══ Text block
Jean-Paul Behr (born 29 June 1947) is a French chemist, elected member of the French Academy of Sciences (since December 2008).

Research director at the CNRS, he is known for his work in the field of nucleic acid vectorization.

== Training and career ==
- 1969 Engineer ENS Chimie de Strasbourg
- 1973 Doctor of Science
- 1974- Research fellow, then research director at the CNRS
- 1989- Director of the Genetic Chemistry Laboratory at the University of Strasbourg

== Scientific activities ==
Jean-Paul Behr has spent most of his career at the University of Strasbourg. After a doctorate in physical organic chemistry under the supervision of Jean-Marie Lehn (1973) followed by a postdoctoral internship in England, he founded the Genetic Chemistry Laboratory at the Faculty of Pharmacy in Strasbourg. His research there focused mainly on the development of molecules capable of encapsulating DNA and transporting it inside living cells. Jean-Paul Behr developed the first effective lipid vectors, then polymeric, which were marketed under the names TransfectamTM, LipofectamineTM and jetPEITM. These vectors are widely used as transfection agents for animal cells in culture, but also as drug-gene carriers in clinical gene therapy trials. To this end, he founded two biotechnology companies, Eurothéra (1994–97) and Polyplus-transfection (2001).
════
Task objective -
Reproduce the stretch of the text on Jean-Paul Behr from "Jean-Paul Behr (born" through "nucleic acid vectorization.". The rows have nothing to do with this.
══ Dataset content
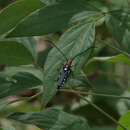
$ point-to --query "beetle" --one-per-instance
(66, 69)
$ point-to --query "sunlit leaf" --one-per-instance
(74, 41)
(14, 53)
(11, 15)
(109, 59)
(51, 18)
(121, 29)
(51, 119)
(10, 85)
(125, 120)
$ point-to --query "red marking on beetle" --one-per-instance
(68, 63)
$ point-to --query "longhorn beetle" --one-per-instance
(66, 69)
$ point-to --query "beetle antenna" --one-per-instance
(57, 49)
(82, 52)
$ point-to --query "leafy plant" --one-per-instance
(95, 95)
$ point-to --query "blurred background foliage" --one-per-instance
(108, 76)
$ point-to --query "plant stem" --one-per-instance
(25, 98)
(94, 94)
(103, 112)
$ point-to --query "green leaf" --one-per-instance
(121, 29)
(75, 40)
(118, 58)
(10, 71)
(51, 18)
(8, 128)
(10, 16)
(14, 53)
(107, 86)
(125, 120)
(29, 43)
(17, 83)
(103, 128)
(42, 55)
(3, 104)
(51, 119)
(49, 2)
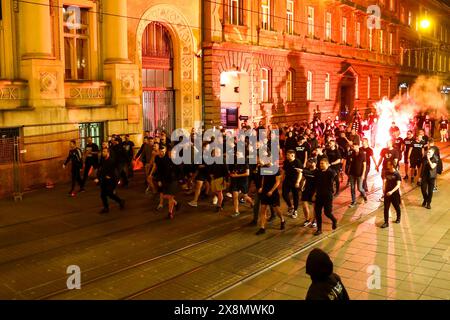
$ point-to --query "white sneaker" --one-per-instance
(192, 204)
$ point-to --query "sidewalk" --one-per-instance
(413, 257)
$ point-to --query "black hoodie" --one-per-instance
(325, 285)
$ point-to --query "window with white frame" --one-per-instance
(76, 43)
(309, 86)
(379, 87)
(389, 87)
(328, 26)
(391, 38)
(265, 78)
(265, 12)
(358, 34)
(289, 86)
(381, 41)
(327, 86)
(344, 30)
(310, 14)
(236, 12)
(290, 17)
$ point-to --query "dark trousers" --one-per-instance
(87, 167)
(393, 199)
(286, 189)
(257, 205)
(325, 203)
(76, 177)
(336, 169)
(107, 188)
(427, 189)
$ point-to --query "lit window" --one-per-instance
(265, 85)
(390, 42)
(344, 30)
(328, 26)
(310, 21)
(236, 12)
(327, 86)
(309, 86)
(290, 17)
(265, 11)
(289, 86)
(381, 41)
(358, 34)
(76, 44)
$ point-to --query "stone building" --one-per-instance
(277, 61)
(72, 69)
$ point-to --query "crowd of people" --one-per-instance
(315, 160)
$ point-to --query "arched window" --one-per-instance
(289, 85)
(309, 86)
(265, 85)
(327, 86)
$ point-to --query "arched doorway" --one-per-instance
(158, 97)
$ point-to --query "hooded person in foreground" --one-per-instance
(325, 285)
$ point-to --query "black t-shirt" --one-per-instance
(389, 156)
(391, 180)
(329, 289)
(301, 150)
(369, 154)
(417, 149)
(333, 155)
(269, 179)
(357, 163)
(397, 144)
(290, 172)
(324, 183)
(408, 143)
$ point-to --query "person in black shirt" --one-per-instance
(91, 152)
(325, 285)
(239, 174)
(416, 153)
(408, 141)
(391, 190)
(324, 195)
(166, 178)
(357, 172)
(302, 151)
(107, 178)
(308, 187)
(443, 129)
(291, 182)
(219, 173)
(369, 156)
(335, 160)
(269, 196)
(128, 146)
(75, 156)
(428, 174)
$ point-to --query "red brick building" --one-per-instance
(276, 61)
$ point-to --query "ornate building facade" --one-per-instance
(277, 61)
(79, 68)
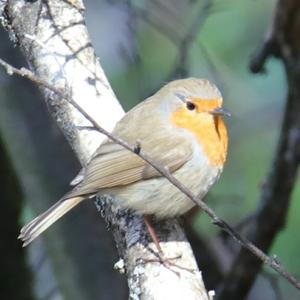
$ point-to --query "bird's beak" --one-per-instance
(220, 111)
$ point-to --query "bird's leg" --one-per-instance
(167, 262)
(153, 235)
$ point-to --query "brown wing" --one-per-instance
(113, 165)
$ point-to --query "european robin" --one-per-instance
(181, 127)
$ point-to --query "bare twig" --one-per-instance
(270, 261)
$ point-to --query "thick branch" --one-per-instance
(276, 194)
(54, 40)
(270, 261)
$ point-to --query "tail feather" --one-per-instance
(38, 225)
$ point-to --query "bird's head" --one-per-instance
(195, 106)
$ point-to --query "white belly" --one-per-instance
(159, 197)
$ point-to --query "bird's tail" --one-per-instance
(38, 225)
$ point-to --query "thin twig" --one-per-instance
(270, 261)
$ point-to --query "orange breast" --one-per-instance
(210, 132)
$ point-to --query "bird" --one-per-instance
(182, 128)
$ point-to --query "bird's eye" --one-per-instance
(190, 105)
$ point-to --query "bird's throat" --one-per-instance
(210, 132)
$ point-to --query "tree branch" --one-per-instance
(270, 261)
(53, 38)
(271, 215)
════
Task output -
Jean-Paul Behr (born 29 June 1947) is a French chemist, elected member of the French Academy of Sciences (since December 2008).

Research director at the CNRS, he is known for his work in the field of nucleic acid vectorization.